KUTIPAN TEKS>
┌──

> >

Pelaku Pariwisata Gili Trawangan: Dulu Saya Pikir Pandemi Bakal Selesai 2 Minggu, Ternyata (2)

Wisata | 17 Desember 2021, 07:19 WIB
Kompleks bangunan yang di masa sebelum pandemi berwujud kafe, restoran dan butik di salah satu sudut Gili Trawangan ini kini merana tak terurus, Kamis (16/12/2021). (Sumber: Kompas.tv/Vyara)

GILI TRAWANGAN, KOMPAS.TV – Senyapnya Gili Trawangan akibat pandemi Covid-19 yang berkepanjangan, membuat para pekerja yang menggantungkan hidup dari dunia pariwisata, terdampak. 

Kadek salah satunya. Karyawan restoran sebuah hotel di Gili Trawangan ini sempat dirumahkan selama beberapa bulan. Bulan ini, ia dipanggil untuk kembali bekerja.

└──

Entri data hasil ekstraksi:

┌──

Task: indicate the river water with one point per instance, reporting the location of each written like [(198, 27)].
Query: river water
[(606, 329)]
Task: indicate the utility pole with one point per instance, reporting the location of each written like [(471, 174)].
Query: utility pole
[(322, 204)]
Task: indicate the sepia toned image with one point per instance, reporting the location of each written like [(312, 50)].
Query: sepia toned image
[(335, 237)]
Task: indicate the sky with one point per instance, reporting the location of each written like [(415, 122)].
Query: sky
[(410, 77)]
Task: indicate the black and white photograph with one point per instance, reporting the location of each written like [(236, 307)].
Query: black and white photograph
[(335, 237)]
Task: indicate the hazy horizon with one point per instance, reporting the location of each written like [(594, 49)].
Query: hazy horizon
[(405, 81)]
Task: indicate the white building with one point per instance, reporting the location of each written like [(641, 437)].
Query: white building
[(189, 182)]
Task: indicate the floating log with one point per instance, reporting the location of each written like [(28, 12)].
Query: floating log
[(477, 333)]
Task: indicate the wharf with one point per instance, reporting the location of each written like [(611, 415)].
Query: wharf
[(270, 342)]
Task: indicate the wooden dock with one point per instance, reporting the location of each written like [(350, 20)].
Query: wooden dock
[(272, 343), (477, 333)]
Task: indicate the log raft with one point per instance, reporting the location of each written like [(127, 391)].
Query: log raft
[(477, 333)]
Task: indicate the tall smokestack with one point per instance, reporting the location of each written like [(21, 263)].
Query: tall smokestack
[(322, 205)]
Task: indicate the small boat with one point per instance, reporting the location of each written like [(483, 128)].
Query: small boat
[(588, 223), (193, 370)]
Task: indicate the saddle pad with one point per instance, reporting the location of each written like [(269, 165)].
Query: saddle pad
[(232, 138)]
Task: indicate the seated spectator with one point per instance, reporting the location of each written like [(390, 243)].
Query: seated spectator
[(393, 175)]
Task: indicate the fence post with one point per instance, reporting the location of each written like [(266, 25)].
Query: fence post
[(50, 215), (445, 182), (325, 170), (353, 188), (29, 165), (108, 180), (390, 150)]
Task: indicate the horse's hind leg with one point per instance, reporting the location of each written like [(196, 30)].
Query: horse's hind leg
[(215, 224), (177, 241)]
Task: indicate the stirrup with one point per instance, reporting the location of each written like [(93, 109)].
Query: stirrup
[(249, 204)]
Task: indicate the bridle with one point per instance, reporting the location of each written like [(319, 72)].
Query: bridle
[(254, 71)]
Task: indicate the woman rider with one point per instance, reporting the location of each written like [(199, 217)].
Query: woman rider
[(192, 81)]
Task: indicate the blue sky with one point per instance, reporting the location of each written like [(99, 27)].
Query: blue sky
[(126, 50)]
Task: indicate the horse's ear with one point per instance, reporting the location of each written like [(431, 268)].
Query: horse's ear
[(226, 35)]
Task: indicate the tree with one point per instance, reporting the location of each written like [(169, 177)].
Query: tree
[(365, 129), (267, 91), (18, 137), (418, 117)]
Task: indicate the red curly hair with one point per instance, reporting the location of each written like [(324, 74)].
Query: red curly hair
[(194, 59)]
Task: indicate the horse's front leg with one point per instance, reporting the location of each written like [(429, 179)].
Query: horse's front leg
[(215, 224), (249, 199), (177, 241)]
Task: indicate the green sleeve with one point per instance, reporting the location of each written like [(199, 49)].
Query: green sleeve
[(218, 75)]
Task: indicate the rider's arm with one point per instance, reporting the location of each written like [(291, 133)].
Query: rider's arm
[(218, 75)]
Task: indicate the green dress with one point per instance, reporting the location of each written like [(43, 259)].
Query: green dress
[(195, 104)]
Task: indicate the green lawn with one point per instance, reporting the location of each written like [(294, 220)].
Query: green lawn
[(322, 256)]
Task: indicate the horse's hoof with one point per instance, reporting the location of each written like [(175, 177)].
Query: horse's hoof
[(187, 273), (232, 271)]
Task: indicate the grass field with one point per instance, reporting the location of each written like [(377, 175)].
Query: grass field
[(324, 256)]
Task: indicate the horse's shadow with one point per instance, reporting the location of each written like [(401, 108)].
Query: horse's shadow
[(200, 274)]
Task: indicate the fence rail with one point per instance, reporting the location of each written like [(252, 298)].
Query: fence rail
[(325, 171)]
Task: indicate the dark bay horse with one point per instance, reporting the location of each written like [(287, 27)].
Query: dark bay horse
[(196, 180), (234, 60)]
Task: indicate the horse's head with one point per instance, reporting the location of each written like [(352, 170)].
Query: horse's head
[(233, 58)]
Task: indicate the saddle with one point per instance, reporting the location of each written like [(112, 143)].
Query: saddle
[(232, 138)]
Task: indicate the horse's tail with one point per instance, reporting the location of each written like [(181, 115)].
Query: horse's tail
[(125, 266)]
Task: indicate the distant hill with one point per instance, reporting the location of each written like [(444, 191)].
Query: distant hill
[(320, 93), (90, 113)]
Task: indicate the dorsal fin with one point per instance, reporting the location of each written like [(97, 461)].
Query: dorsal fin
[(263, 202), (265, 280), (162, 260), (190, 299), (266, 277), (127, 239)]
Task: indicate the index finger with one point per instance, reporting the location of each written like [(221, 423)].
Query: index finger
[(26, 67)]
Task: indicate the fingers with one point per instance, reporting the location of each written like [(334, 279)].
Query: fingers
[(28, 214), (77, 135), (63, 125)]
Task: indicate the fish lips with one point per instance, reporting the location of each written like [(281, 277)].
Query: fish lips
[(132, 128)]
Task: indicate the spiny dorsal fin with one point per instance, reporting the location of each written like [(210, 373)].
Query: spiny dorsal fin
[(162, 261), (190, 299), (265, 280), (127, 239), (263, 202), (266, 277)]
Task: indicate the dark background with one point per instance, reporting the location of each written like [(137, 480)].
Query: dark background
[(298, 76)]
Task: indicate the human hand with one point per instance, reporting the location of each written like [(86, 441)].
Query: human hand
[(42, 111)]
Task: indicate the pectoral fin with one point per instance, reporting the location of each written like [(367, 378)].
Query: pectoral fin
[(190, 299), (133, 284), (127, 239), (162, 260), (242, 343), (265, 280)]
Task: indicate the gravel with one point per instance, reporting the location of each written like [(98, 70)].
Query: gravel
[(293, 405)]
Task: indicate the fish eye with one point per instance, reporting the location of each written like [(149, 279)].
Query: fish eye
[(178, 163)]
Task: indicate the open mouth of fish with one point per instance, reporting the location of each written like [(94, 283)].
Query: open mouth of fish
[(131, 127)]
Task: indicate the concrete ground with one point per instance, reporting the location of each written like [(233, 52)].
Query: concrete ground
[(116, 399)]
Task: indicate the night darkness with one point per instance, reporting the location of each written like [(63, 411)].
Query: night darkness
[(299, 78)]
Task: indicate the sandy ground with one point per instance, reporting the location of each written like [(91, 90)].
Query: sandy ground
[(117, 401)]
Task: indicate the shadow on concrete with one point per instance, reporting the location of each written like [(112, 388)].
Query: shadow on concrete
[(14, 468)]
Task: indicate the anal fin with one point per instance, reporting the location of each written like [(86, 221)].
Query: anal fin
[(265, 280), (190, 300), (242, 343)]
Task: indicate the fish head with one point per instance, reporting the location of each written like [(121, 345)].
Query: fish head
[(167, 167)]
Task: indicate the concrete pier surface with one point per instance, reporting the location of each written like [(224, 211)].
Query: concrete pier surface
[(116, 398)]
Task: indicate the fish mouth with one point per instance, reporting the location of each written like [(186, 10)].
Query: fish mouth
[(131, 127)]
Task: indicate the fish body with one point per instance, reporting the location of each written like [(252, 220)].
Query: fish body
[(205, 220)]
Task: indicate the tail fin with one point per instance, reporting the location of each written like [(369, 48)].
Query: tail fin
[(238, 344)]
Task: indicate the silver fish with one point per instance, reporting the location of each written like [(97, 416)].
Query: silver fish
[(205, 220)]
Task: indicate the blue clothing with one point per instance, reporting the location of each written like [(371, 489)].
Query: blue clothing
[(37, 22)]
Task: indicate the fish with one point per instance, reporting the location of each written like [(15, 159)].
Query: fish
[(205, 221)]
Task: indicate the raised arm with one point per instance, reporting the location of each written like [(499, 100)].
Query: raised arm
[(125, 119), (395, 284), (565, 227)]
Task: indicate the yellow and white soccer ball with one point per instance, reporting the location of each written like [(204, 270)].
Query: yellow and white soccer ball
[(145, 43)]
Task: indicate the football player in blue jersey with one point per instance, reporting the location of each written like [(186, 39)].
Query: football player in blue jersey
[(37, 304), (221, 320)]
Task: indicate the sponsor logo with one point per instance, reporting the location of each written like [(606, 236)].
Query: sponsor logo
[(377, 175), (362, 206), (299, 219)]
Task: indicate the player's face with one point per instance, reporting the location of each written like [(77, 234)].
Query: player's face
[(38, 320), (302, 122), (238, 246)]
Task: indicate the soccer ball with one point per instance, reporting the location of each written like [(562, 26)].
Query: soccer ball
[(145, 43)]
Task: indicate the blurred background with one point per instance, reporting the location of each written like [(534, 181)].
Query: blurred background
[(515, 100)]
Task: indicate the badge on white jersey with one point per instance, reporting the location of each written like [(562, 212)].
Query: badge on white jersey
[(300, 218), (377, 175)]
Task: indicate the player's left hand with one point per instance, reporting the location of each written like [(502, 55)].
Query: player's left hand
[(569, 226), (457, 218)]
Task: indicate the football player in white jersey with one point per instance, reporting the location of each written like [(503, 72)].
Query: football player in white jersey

└──

PETUNJUK LATIHAN>
1: Kutiplah seluruh isi teks tentang Gili Trawangan, mulai dari "Kadek salah satunya." hingga "untuk kembali bekerja.".
2: Lanjutkan teks tentang Gili Trawangan, dimulai setelah kalimat terakhir yang tercantum.
Data ini merupakan bahan tersendiri yang terpisah dari teks.

JAWABAN TIAP TUGAS>
1:
Kadek salah satunya. Karyawan restoran sebuah hotel di Gili Trawangan ini sempat dirumahkan selama beberapa bulan. Bulan ini, ia dipanggil untuk kembali bekerja.

2:
Namun, jam kerja dan upah yang diterimanya, disebutnya tak sesuai, lantaran sepinya tamu hotel.

“Dulu, biasanya kita kerja shift-shift-an. Sekarang, saya kerja dari pagi sampai malam, tapi gajinya hanya setengah dari gaji di bulan normal,” ungkapnya.

Tapi, Kadek mengaku tak punya pilihan.

“Saya mau ngumpulin modal untuk jualan makanan di rumah,” ujar warga Lombok Utara ini. 

Baca Juga: 64 Peselancar Gelar Paddle-Out Berikan Penghormatan pada Alm Wawan yang Tewas di Laut Gili Trawangan

Senada dengan Kadek, Ilhani juga tak punya pilihan. Mantan chef yang sebelumnya bekerja membuat sushi di restoran Irlandia di Gili Trawangan ini kini membantu istrinya berjualan gorengan di dekat pelabuhan. 

“Kalau saya ndak jualan, ndak kita bisa bayar kos,” ujar pria dua anak yang tinggal di sebuah rumah kontrakan di kaki Bukit Gili Trawangan di bagian selatan ini.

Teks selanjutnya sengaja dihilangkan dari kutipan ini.